> _SOURCE INFORMATION_:
--------

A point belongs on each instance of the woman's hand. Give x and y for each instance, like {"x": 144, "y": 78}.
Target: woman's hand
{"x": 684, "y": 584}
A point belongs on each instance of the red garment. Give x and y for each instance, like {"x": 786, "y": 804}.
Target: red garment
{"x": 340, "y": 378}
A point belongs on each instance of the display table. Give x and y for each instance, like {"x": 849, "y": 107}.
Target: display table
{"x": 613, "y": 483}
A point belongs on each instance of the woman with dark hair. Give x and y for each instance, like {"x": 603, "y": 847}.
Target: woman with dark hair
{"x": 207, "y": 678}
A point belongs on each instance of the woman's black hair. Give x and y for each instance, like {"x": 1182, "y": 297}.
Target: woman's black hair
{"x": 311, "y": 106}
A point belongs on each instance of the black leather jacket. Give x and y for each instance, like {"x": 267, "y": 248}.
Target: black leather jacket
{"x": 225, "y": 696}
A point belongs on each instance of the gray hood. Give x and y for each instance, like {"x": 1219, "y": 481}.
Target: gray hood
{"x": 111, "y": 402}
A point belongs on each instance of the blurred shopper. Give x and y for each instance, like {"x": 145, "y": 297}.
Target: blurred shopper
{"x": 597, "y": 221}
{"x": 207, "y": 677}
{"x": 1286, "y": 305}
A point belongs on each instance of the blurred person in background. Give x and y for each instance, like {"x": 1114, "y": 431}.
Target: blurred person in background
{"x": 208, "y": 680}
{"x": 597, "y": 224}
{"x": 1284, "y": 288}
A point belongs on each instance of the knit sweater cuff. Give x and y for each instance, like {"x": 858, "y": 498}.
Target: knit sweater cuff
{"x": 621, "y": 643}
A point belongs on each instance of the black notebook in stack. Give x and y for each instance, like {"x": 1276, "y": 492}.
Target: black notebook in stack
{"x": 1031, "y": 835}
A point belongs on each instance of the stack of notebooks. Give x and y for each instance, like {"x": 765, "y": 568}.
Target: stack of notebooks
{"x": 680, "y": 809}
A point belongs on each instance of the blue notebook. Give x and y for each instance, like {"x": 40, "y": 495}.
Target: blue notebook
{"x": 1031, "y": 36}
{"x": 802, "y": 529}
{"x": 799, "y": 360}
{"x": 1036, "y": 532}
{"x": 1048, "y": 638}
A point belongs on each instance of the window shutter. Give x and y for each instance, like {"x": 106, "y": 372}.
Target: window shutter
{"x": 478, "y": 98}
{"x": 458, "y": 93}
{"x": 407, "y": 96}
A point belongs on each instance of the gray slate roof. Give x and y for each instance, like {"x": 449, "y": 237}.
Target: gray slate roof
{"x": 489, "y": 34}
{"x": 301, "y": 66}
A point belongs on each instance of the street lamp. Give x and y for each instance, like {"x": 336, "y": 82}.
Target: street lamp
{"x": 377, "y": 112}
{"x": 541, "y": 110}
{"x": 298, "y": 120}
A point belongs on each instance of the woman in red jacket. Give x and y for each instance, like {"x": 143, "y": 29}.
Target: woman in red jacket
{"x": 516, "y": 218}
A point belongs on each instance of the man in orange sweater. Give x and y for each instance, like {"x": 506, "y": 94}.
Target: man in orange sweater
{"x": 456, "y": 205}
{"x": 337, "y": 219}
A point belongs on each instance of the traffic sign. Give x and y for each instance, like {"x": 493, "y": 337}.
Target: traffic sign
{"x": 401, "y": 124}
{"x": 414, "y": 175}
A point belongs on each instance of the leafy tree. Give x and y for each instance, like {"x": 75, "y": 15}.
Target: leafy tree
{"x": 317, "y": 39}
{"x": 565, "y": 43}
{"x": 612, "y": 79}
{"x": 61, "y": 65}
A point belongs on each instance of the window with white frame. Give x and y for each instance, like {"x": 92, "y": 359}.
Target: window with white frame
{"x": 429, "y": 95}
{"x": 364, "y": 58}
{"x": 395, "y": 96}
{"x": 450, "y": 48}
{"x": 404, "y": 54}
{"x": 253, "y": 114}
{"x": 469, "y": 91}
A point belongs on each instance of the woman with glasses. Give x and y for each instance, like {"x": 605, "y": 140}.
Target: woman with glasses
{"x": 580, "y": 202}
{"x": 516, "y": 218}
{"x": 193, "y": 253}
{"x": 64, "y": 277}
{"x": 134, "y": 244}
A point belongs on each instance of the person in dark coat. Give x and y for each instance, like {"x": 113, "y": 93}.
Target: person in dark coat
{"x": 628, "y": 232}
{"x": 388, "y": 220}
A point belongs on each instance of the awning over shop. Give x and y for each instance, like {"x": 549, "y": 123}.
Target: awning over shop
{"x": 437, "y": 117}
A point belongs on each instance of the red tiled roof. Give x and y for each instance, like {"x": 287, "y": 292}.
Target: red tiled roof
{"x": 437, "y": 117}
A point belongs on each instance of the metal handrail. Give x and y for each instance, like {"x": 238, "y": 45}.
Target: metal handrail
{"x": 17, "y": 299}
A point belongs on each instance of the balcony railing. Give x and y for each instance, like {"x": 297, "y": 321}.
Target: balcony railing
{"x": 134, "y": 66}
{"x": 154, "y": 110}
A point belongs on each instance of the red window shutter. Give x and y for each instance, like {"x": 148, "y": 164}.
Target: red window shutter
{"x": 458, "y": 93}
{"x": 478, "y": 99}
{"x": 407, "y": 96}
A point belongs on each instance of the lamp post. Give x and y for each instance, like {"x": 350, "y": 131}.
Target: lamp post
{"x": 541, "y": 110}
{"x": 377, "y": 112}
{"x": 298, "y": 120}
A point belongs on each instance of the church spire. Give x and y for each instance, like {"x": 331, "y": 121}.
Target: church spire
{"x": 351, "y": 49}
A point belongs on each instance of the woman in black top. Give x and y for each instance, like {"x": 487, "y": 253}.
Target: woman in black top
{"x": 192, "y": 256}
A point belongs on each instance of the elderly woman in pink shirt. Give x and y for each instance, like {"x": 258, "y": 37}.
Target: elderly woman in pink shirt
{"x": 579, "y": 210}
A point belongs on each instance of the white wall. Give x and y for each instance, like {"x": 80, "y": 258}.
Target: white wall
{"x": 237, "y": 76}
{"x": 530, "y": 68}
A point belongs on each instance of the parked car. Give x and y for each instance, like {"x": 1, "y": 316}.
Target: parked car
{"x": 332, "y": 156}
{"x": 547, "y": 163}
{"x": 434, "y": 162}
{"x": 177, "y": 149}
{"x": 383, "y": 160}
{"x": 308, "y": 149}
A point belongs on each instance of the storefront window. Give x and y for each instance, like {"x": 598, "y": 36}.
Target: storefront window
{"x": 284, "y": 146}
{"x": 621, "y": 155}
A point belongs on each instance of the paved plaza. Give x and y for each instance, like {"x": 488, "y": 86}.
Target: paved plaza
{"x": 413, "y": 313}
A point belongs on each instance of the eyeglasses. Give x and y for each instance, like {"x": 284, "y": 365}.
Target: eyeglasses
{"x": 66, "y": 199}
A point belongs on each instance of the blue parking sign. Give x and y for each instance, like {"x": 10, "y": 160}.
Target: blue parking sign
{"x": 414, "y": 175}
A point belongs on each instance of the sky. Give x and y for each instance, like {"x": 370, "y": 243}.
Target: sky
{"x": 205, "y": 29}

--------

> _REQUIREMENT_: This calls for an exact transcription of every entry above.

> _SOLVED EXERCISE_:
A point belongs on each instance of the woman's hand. Give x and y for each instance, like {"x": 144, "y": 78}.
Target: woman's hand
{"x": 684, "y": 584}
A point belongs on each instance of the red garment. Give x and y for each instance, like {"x": 786, "y": 804}.
Target: red garment
{"x": 340, "y": 378}
A point belongs on each instance of the display table. Give x and y for each instance, like {"x": 849, "y": 107}.
Target: display table
{"x": 613, "y": 483}
A point belongs on each instance of the woman with dark hair. Give x and y for each instance, like {"x": 603, "y": 847}.
Target: woman with dark hair
{"x": 207, "y": 678}
A point belongs on each instance of the woman's black hair. Give x and y for each instance, like {"x": 1182, "y": 297}.
Target: woman's black hair
{"x": 311, "y": 106}
A point belongs on each instance of the black leather jacket. Give x and y for each instance, like {"x": 267, "y": 248}.
Target: black leather jacket
{"x": 225, "y": 696}
A point belongs on each instance of the gray hood. Give x and y for each instance, like {"x": 1219, "y": 481}.
Target: gray hood
{"x": 111, "y": 402}
A point belongs on each instance of the blurred shopper. Give x and y for each instance, like {"x": 145, "y": 297}.
Target: blurred shopper
{"x": 597, "y": 221}
{"x": 207, "y": 677}
{"x": 1286, "y": 305}
A point belongs on each instance of the blurred person in background. Give x and y for each instance, like {"x": 1114, "y": 431}.
Target: blurred person in background
{"x": 208, "y": 680}
{"x": 597, "y": 224}
{"x": 1284, "y": 288}
A point belongs on each instance of the knit sweater cuff. Give x and y for each instance, like {"x": 858, "y": 498}.
Target: knit sweater cuff
{"x": 621, "y": 643}
A point belongs on each instance of the black notebook in stack. Give x and y for each instance, like {"x": 1276, "y": 492}.
Target: black notebook in stack
{"x": 1031, "y": 835}
A point belongs on each instance of the stack of notebooks. Give x and y for each instance, like {"x": 765, "y": 568}.
Target: stack of notebooks
{"x": 680, "y": 809}
A point belongs on each instance of the blue notebook. Give x and y for each instance, like {"x": 40, "y": 495}.
Target: blue notebook
{"x": 1031, "y": 36}
{"x": 802, "y": 529}
{"x": 799, "y": 360}
{"x": 1036, "y": 532}
{"x": 1048, "y": 638}
A point belongs on each instance of the window shutter. Give x and y for each instance, like {"x": 106, "y": 372}.
Target: window shutter
{"x": 478, "y": 98}
{"x": 458, "y": 93}
{"x": 407, "y": 96}
A point belongs on each instance of the gray slate roof. Give x and y for each instance, like {"x": 449, "y": 237}.
Target: gray slate roof
{"x": 489, "y": 34}
{"x": 301, "y": 66}
A point belongs on each instance of the street lamp. Give x and y for each instance, like {"x": 336, "y": 82}.
Target: street lamp
{"x": 377, "y": 112}
{"x": 541, "y": 110}
{"x": 298, "y": 120}
A point belongs on each instance of the woman in red jacket. Give x and y for each instance, like {"x": 143, "y": 29}.
Target: woman in red jacket
{"x": 516, "y": 218}
A point belongs on each instance of the man in orange sweater. Give x and y for each instance, like {"x": 506, "y": 94}.
Target: man in orange sweater
{"x": 456, "y": 205}
{"x": 337, "y": 219}
A point belongs on each instance of the traffic sign. Give x and y for each instance, like {"x": 493, "y": 337}.
Target: traffic sign
{"x": 401, "y": 124}
{"x": 414, "y": 175}
A point belongs on each instance of the leafy tree. Give x and y for each instance, like {"x": 75, "y": 15}.
Target: leafy tree
{"x": 317, "y": 39}
{"x": 565, "y": 43}
{"x": 612, "y": 79}
{"x": 61, "y": 65}
A point belongs on each instance of the window with white frame. Give x and y for each instance, like {"x": 92, "y": 359}.
Target: window with white frame
{"x": 429, "y": 95}
{"x": 364, "y": 58}
{"x": 395, "y": 96}
{"x": 450, "y": 48}
{"x": 404, "y": 54}
{"x": 253, "y": 114}
{"x": 469, "y": 91}
A point belongs on each instance of the woman with glasses. Give x and y for each instance, like {"x": 605, "y": 140}.
Target: woman with glasses
{"x": 580, "y": 202}
{"x": 516, "y": 218}
{"x": 193, "y": 253}
{"x": 64, "y": 277}
{"x": 134, "y": 244}
A point belongs on each instance of the person in dark coat. Give x and y for each instance, like {"x": 113, "y": 93}.
Target: person in dark coat
{"x": 628, "y": 232}
{"x": 388, "y": 220}
A point belongs on each instance of the awning over shop. Give x and y for each instance, like {"x": 549, "y": 123}.
Target: awning over shop
{"x": 437, "y": 117}
A point belongs on each instance of the red tiled roof. Give x and y for each instance, like {"x": 287, "y": 292}.
Target: red tiled roof
{"x": 437, "y": 117}
A point belongs on each instance of the metal handrail. Give x and y for each instance, like {"x": 238, "y": 45}.
Target: metal handrail
{"x": 17, "y": 299}
A point belongs on each instance of the balcony railing. Give x and y for each instance, like {"x": 297, "y": 321}.
Target: balcony railing
{"x": 134, "y": 66}
{"x": 154, "y": 110}
A point belongs on each instance of the red window shutter. Give x and y for each instance, like {"x": 148, "y": 164}.
Target: red window shutter
{"x": 458, "y": 93}
{"x": 478, "y": 99}
{"x": 407, "y": 96}
A point belongs on each instance of the lamp post. Give x and y for each instance, like {"x": 350, "y": 131}.
Target: lamp post
{"x": 541, "y": 110}
{"x": 377, "y": 112}
{"x": 298, "y": 120}
A point belongs on each instance of the church spire. Give x and y for each instance, like {"x": 331, "y": 121}.
Target: church spire
{"x": 351, "y": 49}
A point belongs on each instance of the woman in black top. Give x and y for each instance, like {"x": 487, "y": 253}.
Target: woman in black top
{"x": 192, "y": 256}
A point belongs on each instance of the elderly woman in pink shirt. Give x and y for each instance, like {"x": 258, "y": 37}.
Target: elderly woman in pink shirt
{"x": 579, "y": 210}
A point belongs on each instance of the white wall. Give x and y for each instance, like {"x": 80, "y": 258}.
Target: white wall
{"x": 237, "y": 76}
{"x": 530, "y": 68}
A point belongs on each instance of the parked car. Give x and y for each instance, like {"x": 1, "y": 316}.
Target: parked car
{"x": 332, "y": 156}
{"x": 547, "y": 163}
{"x": 434, "y": 162}
{"x": 177, "y": 149}
{"x": 383, "y": 160}
{"x": 308, "y": 149}
A point belongs on each instance of the storefront window. Give x and y for each instance, like {"x": 598, "y": 36}.
Target: storefront window
{"x": 284, "y": 146}
{"x": 621, "y": 155}
A point belongs on each instance of the paved plaza. Give x and y for each instance, like {"x": 488, "y": 86}.
Target: paved plaza
{"x": 413, "y": 313}
A point belongs on each instance of the eyeglasses. Give x and y for each instance, like {"x": 284, "y": 365}.
Target: eyeglasses
{"x": 66, "y": 199}
A point belongs on each instance of the blue parking sign. Give x and y for each instance, like {"x": 10, "y": 160}.
Target: blue parking sign
{"x": 414, "y": 175}
A point belongs on each instance of the sky. Give x and y for each instance, like {"x": 370, "y": 243}.
Target: sky
{"x": 205, "y": 29}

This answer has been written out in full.